── Given entries
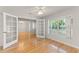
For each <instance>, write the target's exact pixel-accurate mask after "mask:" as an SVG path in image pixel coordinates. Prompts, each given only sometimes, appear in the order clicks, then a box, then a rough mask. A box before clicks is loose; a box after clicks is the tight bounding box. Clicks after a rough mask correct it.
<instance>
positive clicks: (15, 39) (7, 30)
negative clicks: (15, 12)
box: [3, 13, 18, 49]
mask: <svg viewBox="0 0 79 59" xmlns="http://www.w3.org/2000/svg"><path fill="white" fill-rule="evenodd" d="M3 17H4V18H3V25H4V27H3V29H4V30H3V39H4V41H3V49H5V48H7V47H10V46H11V45H13V44H15V43H17V42H18V17H16V16H14V15H11V14H8V13H3Z"/></svg>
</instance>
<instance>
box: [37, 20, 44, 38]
mask: <svg viewBox="0 0 79 59" xmlns="http://www.w3.org/2000/svg"><path fill="white" fill-rule="evenodd" d="M39 21H43V22H44V29H43V30H44V32H43V33H44V36H40V35H38V22H39ZM36 36H37V37H39V38H45V19H38V20H36Z"/></svg>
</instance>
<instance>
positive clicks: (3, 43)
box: [3, 12, 18, 49]
mask: <svg viewBox="0 0 79 59" xmlns="http://www.w3.org/2000/svg"><path fill="white" fill-rule="evenodd" d="M6 15H9V16H11V17H15V18H16V24H17V29H16V32H17V35H16V37H17V38H16V40H14V41H12V42H10V43H6V35H7V34H6V33H7V31H6ZM16 42H18V17H17V16H14V15H11V14H8V13H5V12H3V49H5V48H7V47H9V46H11V45H13V44H15V43H16Z"/></svg>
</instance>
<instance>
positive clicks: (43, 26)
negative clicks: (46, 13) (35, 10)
mask: <svg viewBox="0 0 79 59" xmlns="http://www.w3.org/2000/svg"><path fill="white" fill-rule="evenodd" d="M36 34H37V37H40V38H45V20H44V19H38V20H37V21H36Z"/></svg>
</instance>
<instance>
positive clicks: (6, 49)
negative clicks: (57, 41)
mask: <svg viewBox="0 0 79 59" xmlns="http://www.w3.org/2000/svg"><path fill="white" fill-rule="evenodd" d="M29 35H30V36H29ZM1 52H10V53H47V52H52V53H53V52H78V50H77V49H75V48H72V47H69V46H66V45H64V44H61V43H58V42H55V41H52V40H50V39H42V38H37V37H36V36H35V35H34V34H32V33H25V32H22V33H19V42H18V43H16V44H15V45H13V46H11V47H10V48H7V49H4V50H2V51H1Z"/></svg>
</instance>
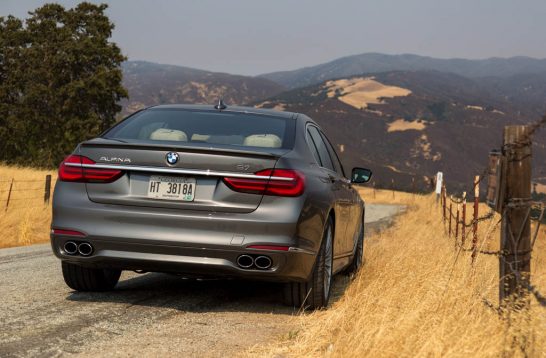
────
→ Work item: Copy out all of the data word for word. Do not carry over any picture.

→ Response to the exercise:
For each <instance>, write the target's exact pixel-accurate mask after "mask:" as an SVG path in image pixel coordinates. Prompts, each given only sometimes, appear in the order clicks, then a box, then a rough mask. A box before clicks is loose; a box after clicks is the tight bounding box. Clicks after a rough mask correct it.
<instance>
positive clicks: (15, 39) (7, 30)
negative clicks: (15, 12)
box: [3, 13, 18, 49]
mask: <svg viewBox="0 0 79 59" xmlns="http://www.w3.org/2000/svg"><path fill="white" fill-rule="evenodd" d="M3 17H4V18H3V25H4V27H3V29H4V30H3V39H4V41H3V49H5V48H7V47H10V46H11V45H13V44H15V43H17V42H18V17H16V16H14V15H11V14H8V13H3Z"/></svg>
</instance>
<instance>
box: [37, 20, 44, 38]
mask: <svg viewBox="0 0 79 59" xmlns="http://www.w3.org/2000/svg"><path fill="white" fill-rule="evenodd" d="M39 21H43V22H44V29H43V30H44V32H43V33H44V36H40V35H38V22H39ZM36 36H37V37H39V38H45V19H38V20H36Z"/></svg>
</instance>
<instance>
positive clicks: (3, 43)
box: [3, 12, 18, 49]
mask: <svg viewBox="0 0 79 59" xmlns="http://www.w3.org/2000/svg"><path fill="white" fill-rule="evenodd" d="M6 15H9V16H11V17H15V18H16V24H17V29H16V32H17V35H16V37H17V38H16V40H14V41H12V42H10V43H6V35H7V34H6V33H7V31H6ZM16 42H18V17H17V16H14V15H11V14H8V13H5V12H3V49H5V48H7V47H9V46H11V45H13V44H15V43H16Z"/></svg>
</instance>
<instance>
positive clicks: (43, 26)
negative clicks: (46, 13) (35, 10)
mask: <svg viewBox="0 0 79 59" xmlns="http://www.w3.org/2000/svg"><path fill="white" fill-rule="evenodd" d="M36 34H37V37H40V38H45V20H44V19H38V20H37V21H36Z"/></svg>
</instance>
<instance>
positive clicks: (6, 49)
negative clicks: (57, 41)
mask: <svg viewBox="0 0 79 59" xmlns="http://www.w3.org/2000/svg"><path fill="white" fill-rule="evenodd" d="M29 35H30V36H29ZM1 52H10V53H47V52H52V53H53V52H78V50H77V49H75V48H72V47H69V46H66V45H64V44H61V43H58V42H55V41H52V40H50V39H42V38H37V37H36V36H35V35H34V34H32V33H25V32H22V33H19V42H18V43H16V44H15V45H13V46H11V47H10V48H7V49H4V50H2V51H1Z"/></svg>
</instance>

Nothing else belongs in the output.